Please copy the items from the line with "Note: spot the motorcycle" through the end of the items, swapping "drop a single point" for "place one point" and leaving everything else as it is. Give only those lines.

-- BEGIN --

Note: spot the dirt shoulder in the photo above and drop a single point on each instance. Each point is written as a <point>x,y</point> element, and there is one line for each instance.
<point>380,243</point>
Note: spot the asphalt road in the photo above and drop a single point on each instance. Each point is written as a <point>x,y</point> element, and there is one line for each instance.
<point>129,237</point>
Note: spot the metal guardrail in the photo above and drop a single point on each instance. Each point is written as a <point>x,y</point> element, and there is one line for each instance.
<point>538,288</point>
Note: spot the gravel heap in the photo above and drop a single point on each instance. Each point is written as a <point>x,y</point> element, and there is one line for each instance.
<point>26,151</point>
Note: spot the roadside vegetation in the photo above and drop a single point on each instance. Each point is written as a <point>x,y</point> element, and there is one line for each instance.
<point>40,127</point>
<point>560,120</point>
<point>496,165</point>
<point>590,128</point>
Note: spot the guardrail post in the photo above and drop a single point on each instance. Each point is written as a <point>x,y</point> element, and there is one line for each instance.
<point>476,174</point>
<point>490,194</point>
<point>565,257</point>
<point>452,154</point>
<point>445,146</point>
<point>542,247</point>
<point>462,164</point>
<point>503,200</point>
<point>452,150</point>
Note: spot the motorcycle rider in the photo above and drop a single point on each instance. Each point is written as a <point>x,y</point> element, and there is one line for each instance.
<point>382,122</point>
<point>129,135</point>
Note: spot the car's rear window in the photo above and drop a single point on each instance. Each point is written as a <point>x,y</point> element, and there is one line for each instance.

-- END --

Full output:
Note: spot the motorcycle rider in the photo above and place one point on each instance. Each point is written as a <point>x,y</point> element, and there is one line for each instance.
<point>382,122</point>
<point>129,135</point>
Note: spot the car's rear window in the photo above and place one point on each instance. Each point is written as a <point>x,y</point> element, and there is one line for each instance.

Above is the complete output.